» **What you will do**: Switch every occurrence of "drawn in this form" to "shown in this format" and reproduce the entries below with everything else unchanged.

» **Entries from a point annotation set**:
[Begin]

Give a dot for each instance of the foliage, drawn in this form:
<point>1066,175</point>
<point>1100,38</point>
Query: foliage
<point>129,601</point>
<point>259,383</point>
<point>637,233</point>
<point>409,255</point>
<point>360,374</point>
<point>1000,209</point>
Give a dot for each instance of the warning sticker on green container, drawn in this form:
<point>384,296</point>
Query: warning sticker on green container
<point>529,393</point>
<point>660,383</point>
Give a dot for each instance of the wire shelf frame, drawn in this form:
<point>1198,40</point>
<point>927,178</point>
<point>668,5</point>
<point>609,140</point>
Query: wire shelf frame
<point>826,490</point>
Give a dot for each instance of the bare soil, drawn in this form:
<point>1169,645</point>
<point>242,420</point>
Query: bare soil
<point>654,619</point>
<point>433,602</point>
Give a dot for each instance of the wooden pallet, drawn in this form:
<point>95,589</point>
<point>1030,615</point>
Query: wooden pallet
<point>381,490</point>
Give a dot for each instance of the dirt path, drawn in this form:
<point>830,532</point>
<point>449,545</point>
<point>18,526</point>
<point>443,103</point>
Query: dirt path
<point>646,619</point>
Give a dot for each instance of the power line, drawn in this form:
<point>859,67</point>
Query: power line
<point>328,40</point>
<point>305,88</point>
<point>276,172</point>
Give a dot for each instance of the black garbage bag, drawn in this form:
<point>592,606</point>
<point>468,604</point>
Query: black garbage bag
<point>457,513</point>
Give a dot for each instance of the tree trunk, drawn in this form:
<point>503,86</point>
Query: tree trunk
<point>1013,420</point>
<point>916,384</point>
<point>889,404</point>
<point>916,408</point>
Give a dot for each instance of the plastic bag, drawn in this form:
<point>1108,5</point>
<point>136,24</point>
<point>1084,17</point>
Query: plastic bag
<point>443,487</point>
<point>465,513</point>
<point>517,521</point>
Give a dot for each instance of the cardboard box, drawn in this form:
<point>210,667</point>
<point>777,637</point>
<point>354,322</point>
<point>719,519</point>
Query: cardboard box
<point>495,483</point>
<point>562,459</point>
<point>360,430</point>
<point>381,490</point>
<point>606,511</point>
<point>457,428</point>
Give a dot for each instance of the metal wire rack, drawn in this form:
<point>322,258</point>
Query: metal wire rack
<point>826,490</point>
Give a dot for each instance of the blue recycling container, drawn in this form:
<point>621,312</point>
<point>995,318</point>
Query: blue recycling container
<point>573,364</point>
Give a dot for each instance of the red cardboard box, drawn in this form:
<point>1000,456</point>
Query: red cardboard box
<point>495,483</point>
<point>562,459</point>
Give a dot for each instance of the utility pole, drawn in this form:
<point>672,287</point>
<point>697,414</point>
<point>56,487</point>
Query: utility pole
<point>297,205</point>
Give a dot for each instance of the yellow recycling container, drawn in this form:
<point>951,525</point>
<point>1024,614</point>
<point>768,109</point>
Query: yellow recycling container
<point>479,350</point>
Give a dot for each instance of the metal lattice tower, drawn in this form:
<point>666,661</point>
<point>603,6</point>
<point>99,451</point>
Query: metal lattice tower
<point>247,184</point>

[End]

» **Result for this exercise**:
Give a dot for each instance of the foliage, shown in this format:
<point>1066,175</point>
<point>1100,38</point>
Query: foliage
<point>129,601</point>
<point>259,383</point>
<point>637,233</point>
<point>409,255</point>
<point>360,374</point>
<point>1000,209</point>
Give a dot for each instance of the warning sticker on green container, shown in this format:
<point>384,296</point>
Query: warning sticker on green container
<point>529,393</point>
<point>660,383</point>
Give a dot for each instance of the wire shelf frame, shown in this format:
<point>1198,40</point>
<point>927,178</point>
<point>668,5</point>
<point>609,140</point>
Query: wire shelf frame
<point>826,490</point>
Give a dot for each instance of the bare soil, shown in this format:
<point>1169,645</point>
<point>242,420</point>
Query: bare soil
<point>654,619</point>
<point>433,602</point>
Give a dot for each instance of the wooden pallet, shown in this format:
<point>95,589</point>
<point>1030,615</point>
Query: wooden pallet
<point>381,490</point>
Give a dot for each instance of the dirt path, shown in this format:
<point>830,532</point>
<point>449,545</point>
<point>18,526</point>
<point>443,103</point>
Query: dirt path
<point>646,619</point>
Give a dot for each instance of the power line, shown in this format:
<point>859,67</point>
Query: power line
<point>328,40</point>
<point>305,88</point>
<point>276,172</point>
Give a dot for each instance of the black garbage bag, shown in this format:
<point>592,606</point>
<point>468,604</point>
Query: black garbage bag
<point>457,513</point>
Give a dot for each instance of the tree trunk, shown in this format:
<point>503,86</point>
Query: tree trunk
<point>1013,420</point>
<point>916,384</point>
<point>889,404</point>
<point>916,408</point>
Give a dot for each instance of the plastic bag, shown in this format:
<point>1108,5</point>
<point>136,24</point>
<point>1084,17</point>
Query: plastic bag
<point>443,487</point>
<point>465,513</point>
<point>517,521</point>
Give a dot for each instance of the cardboard box, shown in this format:
<point>210,667</point>
<point>777,637</point>
<point>354,322</point>
<point>719,519</point>
Query: cardboard box
<point>495,483</point>
<point>562,459</point>
<point>360,430</point>
<point>381,490</point>
<point>606,511</point>
<point>457,428</point>
Give a dot for each instance of the metal wire rack, shown in this format:
<point>322,258</point>
Query: metal wire rack
<point>826,490</point>
Give a dot for each instance of the blue recycling container, shown in this format:
<point>621,312</point>
<point>995,318</point>
Query: blue recycling container
<point>573,364</point>
Give a dot for each instance of the red cardboard box, shown in this format:
<point>1000,456</point>
Query: red cardboard box
<point>495,483</point>
<point>562,459</point>
Give a dot for each instance of the utility pole, shown in this format:
<point>672,287</point>
<point>697,414</point>
<point>56,487</point>
Query: utility pole
<point>297,205</point>
Give a dot for each instance of the yellow recycling container, shown in this format:
<point>951,525</point>
<point>1024,614</point>
<point>768,109</point>
Query: yellow recycling container
<point>479,350</point>
Give a dot for each instance of the metal lattice tower, shown in this format:
<point>666,661</point>
<point>603,6</point>
<point>99,451</point>
Query: metal lattice tower
<point>247,184</point>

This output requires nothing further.